>> Start DATASET CONTENT

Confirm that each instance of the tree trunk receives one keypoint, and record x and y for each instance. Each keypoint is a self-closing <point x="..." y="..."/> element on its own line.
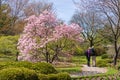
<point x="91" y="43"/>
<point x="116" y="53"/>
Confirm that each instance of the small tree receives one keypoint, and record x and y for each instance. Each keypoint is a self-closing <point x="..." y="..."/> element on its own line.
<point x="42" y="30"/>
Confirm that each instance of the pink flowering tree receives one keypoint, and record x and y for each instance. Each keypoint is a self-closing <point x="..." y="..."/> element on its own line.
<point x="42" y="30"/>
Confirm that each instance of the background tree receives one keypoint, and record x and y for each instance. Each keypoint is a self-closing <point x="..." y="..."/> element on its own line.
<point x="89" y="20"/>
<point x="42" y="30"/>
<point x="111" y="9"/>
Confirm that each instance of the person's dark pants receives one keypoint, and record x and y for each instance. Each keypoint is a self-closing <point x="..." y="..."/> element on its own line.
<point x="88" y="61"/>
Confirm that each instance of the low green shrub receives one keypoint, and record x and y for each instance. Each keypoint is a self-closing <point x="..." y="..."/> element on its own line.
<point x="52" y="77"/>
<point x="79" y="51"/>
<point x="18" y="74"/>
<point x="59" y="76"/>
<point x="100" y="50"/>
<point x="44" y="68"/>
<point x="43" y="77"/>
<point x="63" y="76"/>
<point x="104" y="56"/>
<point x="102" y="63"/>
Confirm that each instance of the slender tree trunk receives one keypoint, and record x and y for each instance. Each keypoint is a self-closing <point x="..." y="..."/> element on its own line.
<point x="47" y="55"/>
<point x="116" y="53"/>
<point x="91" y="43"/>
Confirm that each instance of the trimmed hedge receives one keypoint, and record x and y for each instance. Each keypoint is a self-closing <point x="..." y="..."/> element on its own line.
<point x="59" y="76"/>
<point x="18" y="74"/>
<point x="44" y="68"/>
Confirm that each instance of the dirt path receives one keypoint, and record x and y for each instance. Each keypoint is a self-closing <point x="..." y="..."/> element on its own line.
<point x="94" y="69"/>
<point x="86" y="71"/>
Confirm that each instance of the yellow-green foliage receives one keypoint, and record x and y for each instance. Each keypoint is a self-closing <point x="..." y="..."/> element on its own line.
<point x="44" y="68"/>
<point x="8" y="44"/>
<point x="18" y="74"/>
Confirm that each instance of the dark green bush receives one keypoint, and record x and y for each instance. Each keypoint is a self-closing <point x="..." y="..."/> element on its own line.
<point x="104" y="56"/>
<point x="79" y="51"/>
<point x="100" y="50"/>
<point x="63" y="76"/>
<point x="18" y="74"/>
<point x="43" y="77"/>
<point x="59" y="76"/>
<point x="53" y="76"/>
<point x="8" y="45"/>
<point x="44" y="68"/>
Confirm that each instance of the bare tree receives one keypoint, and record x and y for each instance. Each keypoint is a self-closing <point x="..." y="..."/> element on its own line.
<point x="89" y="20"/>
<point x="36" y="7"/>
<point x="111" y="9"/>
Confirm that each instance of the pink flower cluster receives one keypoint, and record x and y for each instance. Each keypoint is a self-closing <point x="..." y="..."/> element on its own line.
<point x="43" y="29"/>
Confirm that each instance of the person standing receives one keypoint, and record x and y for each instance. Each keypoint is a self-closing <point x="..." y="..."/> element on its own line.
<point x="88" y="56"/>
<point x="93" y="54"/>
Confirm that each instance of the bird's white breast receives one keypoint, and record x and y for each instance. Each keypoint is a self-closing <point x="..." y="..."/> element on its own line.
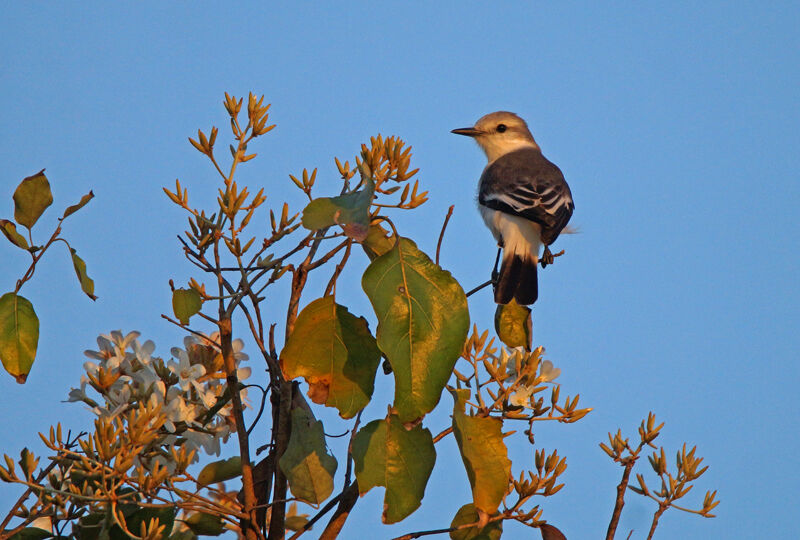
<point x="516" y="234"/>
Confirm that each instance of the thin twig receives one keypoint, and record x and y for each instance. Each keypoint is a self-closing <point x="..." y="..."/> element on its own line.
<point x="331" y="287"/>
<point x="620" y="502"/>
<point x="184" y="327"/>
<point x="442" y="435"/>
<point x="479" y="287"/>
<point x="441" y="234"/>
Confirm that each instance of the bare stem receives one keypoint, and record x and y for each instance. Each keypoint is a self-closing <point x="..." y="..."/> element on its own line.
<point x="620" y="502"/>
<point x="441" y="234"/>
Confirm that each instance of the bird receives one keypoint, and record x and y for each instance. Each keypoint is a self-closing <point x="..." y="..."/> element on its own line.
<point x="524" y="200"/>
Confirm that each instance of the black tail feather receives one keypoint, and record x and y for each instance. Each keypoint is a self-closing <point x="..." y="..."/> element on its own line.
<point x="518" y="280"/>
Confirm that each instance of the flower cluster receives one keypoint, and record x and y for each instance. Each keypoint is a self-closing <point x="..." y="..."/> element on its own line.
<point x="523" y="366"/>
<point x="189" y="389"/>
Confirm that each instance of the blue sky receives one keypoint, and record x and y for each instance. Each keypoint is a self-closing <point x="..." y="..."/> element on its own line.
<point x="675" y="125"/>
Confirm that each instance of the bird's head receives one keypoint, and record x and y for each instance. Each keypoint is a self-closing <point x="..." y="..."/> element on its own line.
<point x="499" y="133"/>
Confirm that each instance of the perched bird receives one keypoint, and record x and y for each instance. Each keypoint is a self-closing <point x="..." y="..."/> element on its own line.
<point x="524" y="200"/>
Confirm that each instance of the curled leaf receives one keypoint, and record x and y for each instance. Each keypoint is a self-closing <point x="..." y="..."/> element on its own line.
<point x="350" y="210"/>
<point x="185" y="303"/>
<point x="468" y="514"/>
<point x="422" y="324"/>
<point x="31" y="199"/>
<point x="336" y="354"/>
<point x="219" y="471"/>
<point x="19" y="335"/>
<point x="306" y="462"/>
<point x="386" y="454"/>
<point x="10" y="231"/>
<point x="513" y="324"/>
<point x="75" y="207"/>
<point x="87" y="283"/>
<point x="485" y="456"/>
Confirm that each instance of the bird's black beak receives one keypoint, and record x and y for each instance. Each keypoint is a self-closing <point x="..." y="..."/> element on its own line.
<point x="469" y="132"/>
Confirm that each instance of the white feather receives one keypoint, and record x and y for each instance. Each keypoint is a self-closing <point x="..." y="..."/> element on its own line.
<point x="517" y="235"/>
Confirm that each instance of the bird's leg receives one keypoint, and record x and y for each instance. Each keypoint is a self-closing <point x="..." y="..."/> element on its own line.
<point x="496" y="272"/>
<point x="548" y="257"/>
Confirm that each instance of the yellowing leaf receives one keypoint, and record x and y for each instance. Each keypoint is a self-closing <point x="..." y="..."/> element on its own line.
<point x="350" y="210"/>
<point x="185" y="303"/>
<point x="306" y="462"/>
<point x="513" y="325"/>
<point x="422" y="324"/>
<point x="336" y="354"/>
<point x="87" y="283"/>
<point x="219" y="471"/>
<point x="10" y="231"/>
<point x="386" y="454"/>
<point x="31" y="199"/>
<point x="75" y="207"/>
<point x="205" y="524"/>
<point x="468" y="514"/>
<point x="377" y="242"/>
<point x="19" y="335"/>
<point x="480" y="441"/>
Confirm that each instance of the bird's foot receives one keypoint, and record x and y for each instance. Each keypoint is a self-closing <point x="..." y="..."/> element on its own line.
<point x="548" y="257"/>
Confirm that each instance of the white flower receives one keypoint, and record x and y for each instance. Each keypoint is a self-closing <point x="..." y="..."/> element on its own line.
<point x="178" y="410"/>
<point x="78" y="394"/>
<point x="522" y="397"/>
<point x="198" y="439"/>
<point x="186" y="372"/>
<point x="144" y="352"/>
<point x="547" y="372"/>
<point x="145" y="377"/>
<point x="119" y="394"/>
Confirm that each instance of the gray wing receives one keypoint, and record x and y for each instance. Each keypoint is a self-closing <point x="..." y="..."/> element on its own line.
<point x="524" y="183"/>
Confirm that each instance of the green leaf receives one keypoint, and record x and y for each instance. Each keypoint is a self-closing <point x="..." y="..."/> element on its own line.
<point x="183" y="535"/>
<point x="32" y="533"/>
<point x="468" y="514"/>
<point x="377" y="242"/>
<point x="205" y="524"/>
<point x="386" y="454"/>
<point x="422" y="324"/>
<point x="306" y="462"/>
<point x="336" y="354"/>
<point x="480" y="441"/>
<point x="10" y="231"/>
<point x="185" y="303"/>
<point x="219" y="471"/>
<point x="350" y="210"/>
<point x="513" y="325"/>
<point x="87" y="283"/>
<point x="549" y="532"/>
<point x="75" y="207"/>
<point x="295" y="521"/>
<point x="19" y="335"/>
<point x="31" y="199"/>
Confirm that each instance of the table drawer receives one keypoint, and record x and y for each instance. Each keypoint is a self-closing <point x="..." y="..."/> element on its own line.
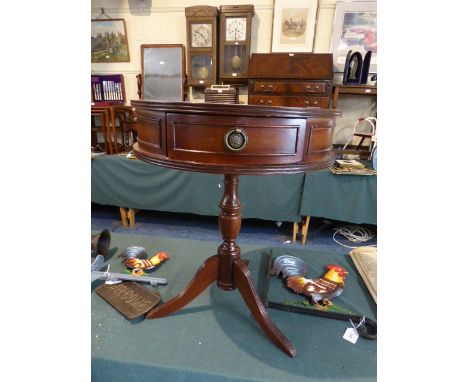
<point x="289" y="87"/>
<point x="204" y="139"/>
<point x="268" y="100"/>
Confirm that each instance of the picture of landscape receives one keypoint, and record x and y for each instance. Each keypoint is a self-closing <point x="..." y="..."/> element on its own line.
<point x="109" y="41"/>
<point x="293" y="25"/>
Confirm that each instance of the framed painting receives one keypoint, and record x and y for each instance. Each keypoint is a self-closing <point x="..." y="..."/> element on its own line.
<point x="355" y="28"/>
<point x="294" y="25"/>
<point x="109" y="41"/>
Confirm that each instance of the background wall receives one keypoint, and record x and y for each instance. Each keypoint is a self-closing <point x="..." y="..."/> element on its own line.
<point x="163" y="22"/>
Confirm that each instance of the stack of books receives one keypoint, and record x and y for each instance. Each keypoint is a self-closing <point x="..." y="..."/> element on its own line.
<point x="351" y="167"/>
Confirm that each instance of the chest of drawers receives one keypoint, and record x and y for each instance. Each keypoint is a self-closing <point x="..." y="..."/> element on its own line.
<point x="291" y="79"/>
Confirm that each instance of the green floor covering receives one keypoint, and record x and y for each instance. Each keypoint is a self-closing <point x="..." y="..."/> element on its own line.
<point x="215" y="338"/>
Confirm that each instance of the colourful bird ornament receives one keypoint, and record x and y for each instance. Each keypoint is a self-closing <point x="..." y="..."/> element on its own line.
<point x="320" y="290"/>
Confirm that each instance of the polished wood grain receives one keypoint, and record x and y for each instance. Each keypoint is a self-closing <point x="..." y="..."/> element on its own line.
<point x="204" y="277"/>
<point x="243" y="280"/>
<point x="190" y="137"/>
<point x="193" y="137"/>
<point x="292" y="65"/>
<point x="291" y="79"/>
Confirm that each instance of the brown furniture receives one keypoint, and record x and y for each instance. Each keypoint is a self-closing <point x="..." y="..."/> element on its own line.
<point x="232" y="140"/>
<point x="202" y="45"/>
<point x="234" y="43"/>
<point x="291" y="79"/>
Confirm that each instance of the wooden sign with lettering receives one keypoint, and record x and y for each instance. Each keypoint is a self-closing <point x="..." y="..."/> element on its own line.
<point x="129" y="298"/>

>> End DATASET CONTENT

WHAT TO PRODUCE
Quote, without alteration, the final stretch of the entries: the line with "Confirm that each instance of the brown" onward to the last line.

REPLY TO THE EXERCISE
Confirm that each instance of the brown furniture receives one keypoint, and record x and y for each instance. Each keypoint is a self-closing <point x="..." y="..."/> element on its own line.
<point x="232" y="140"/>
<point x="202" y="45"/>
<point x="234" y="43"/>
<point x="291" y="79"/>
Confirm that each instance of the wooden sign with lettering receives one keypoint, and record x and y for each instance. Each keypoint is a self-closing <point x="..." y="..."/> element on its own line.
<point x="129" y="298"/>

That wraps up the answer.